WHAT IS REQUIRED -
Return the part of the pandemic meat-sales article that begins at "Speaking about the" and stops after "by 16.9% versus 2019.", copied word for word.

EXTRACT TO READ -
During the coronavirus (COVID-19) pandemic, massive shifts showed up throughout the meat and poultry industry. One of the significant areas with drastic transformation was the supermarket retail landscape across the United States.

After stay-at-home orders were announced in the spring, consumers rushed to local grocery stores to stock up on supplies, including meat products.

Although there are fewer restrictions for people now, it will still be a record year for retail consumption. To get a comprehensive look at this system, Anne-Marie Roerink, principal of San Antonio-based 210 Analytics, provided an overview of the 2020 trends.

Speaking about the pandemic surges in retail, Roerink said, “I don’t think any one of us has ever seen that. The only time you see extreme sales spikes like this is leading up to blizzards and hurricanes, but typically people do not stock up on fresh meat, but center-store items instead. Additionally, those spikes are very regional. The pandemic caused never before seen spikes across the country and across all departments and temperature zones.”

Roerink, 210 Analytics and IRI reported that overall, meat dollar sales between March 15 and Oct. 4 are up 28.3% and volume sales have increased by 16.9% versus 2019.

DATA FOR REVIEW -
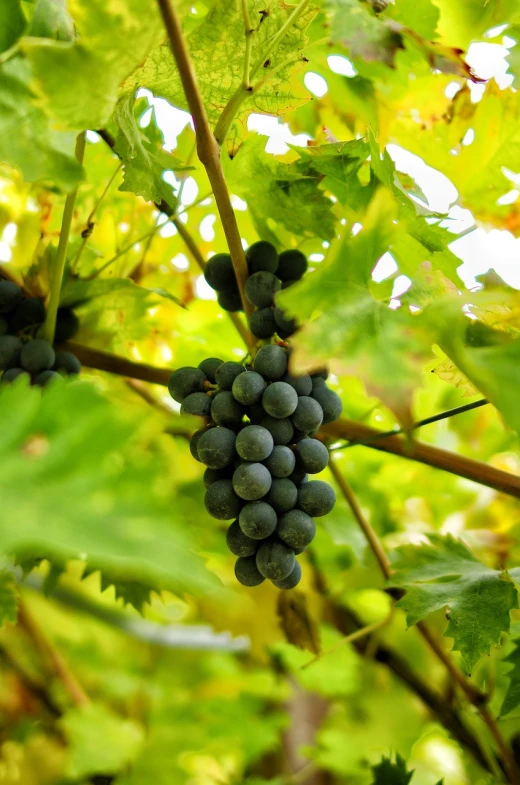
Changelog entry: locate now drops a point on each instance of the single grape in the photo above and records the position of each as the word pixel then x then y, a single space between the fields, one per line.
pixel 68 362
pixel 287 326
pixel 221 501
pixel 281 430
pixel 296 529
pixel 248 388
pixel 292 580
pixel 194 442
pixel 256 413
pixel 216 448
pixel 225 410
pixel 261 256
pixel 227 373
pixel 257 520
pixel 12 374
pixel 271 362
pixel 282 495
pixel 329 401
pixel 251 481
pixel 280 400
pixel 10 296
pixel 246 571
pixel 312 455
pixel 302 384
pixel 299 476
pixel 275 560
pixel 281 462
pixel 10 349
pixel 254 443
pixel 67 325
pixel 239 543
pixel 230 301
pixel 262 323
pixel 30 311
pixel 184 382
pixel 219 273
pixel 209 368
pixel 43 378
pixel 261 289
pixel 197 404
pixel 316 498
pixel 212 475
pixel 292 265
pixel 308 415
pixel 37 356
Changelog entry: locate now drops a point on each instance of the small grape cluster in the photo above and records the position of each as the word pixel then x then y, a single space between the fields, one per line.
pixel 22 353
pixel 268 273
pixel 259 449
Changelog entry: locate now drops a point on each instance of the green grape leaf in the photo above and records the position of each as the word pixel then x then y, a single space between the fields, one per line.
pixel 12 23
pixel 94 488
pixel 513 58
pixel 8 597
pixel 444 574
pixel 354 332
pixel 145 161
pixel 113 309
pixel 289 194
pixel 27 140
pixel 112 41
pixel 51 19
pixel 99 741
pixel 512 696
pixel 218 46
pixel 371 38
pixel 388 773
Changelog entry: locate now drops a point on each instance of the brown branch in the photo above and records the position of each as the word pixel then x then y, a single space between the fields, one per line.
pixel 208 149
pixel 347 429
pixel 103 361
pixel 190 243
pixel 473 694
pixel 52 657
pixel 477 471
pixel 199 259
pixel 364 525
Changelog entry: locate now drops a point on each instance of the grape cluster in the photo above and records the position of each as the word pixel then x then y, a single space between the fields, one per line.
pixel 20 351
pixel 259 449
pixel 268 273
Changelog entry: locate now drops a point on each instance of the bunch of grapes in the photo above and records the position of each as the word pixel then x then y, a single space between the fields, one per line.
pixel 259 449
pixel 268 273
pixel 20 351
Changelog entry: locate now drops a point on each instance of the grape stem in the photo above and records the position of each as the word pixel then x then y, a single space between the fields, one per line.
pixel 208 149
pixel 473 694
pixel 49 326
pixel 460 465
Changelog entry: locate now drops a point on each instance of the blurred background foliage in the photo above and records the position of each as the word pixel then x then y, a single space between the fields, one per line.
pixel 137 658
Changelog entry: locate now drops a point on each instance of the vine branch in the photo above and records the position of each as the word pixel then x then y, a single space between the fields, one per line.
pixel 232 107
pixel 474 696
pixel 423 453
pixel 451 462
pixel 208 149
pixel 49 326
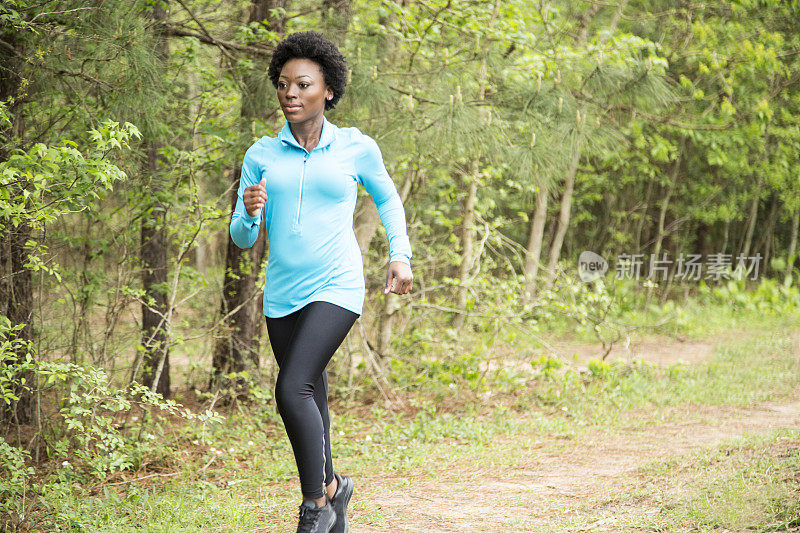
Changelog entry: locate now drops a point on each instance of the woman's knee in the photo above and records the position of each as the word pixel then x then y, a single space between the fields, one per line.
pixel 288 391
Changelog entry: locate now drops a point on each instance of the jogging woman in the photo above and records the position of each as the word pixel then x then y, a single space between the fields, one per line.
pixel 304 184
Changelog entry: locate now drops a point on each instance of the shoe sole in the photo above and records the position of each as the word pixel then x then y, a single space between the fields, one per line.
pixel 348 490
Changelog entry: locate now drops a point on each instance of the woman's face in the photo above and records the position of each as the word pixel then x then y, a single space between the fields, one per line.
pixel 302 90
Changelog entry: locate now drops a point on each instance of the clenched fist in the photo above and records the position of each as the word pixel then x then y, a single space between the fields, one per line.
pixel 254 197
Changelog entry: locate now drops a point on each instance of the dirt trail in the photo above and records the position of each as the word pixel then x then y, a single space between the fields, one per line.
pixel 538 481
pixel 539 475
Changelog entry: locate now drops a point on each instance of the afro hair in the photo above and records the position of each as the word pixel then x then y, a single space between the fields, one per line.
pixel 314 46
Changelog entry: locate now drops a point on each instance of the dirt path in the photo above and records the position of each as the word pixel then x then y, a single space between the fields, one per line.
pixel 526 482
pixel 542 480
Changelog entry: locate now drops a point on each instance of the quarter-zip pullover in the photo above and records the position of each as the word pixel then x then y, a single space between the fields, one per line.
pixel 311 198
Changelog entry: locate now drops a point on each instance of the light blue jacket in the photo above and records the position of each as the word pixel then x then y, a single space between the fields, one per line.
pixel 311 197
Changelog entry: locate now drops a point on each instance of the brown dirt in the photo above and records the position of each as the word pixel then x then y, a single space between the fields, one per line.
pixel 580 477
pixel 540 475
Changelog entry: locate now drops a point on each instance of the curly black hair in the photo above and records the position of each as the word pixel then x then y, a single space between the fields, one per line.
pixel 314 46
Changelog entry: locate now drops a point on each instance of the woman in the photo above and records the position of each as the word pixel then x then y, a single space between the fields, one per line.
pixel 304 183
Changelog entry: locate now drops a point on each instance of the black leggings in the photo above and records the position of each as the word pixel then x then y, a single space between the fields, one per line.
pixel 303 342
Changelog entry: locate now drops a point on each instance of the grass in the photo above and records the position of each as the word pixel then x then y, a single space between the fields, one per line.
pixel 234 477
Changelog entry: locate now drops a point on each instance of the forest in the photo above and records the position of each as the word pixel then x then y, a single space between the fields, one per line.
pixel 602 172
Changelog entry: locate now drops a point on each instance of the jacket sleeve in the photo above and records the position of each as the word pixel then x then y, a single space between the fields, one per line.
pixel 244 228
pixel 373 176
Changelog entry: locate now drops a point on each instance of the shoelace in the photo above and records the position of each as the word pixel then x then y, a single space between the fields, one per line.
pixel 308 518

TASK ANSWER -
Speaking about the pandemic surges in retail, Roerink said, “I don’t think any one of us has ever seen that. The only time you see extreme sales spikes like this is leading up to blizzards and hurricanes, but typically people do not stock up on fresh meat, but center-store items instead. Additionally, those spikes are very regional. The pandemic caused never before seen spikes across the country and across all departments and temperature zones.”

Roerink, 210 Analytics and IRI reported that overall, meat dollar sales between March 15 and Oct. 4 are up 28.3% and volume sales have increased by 16.9% versus 2019.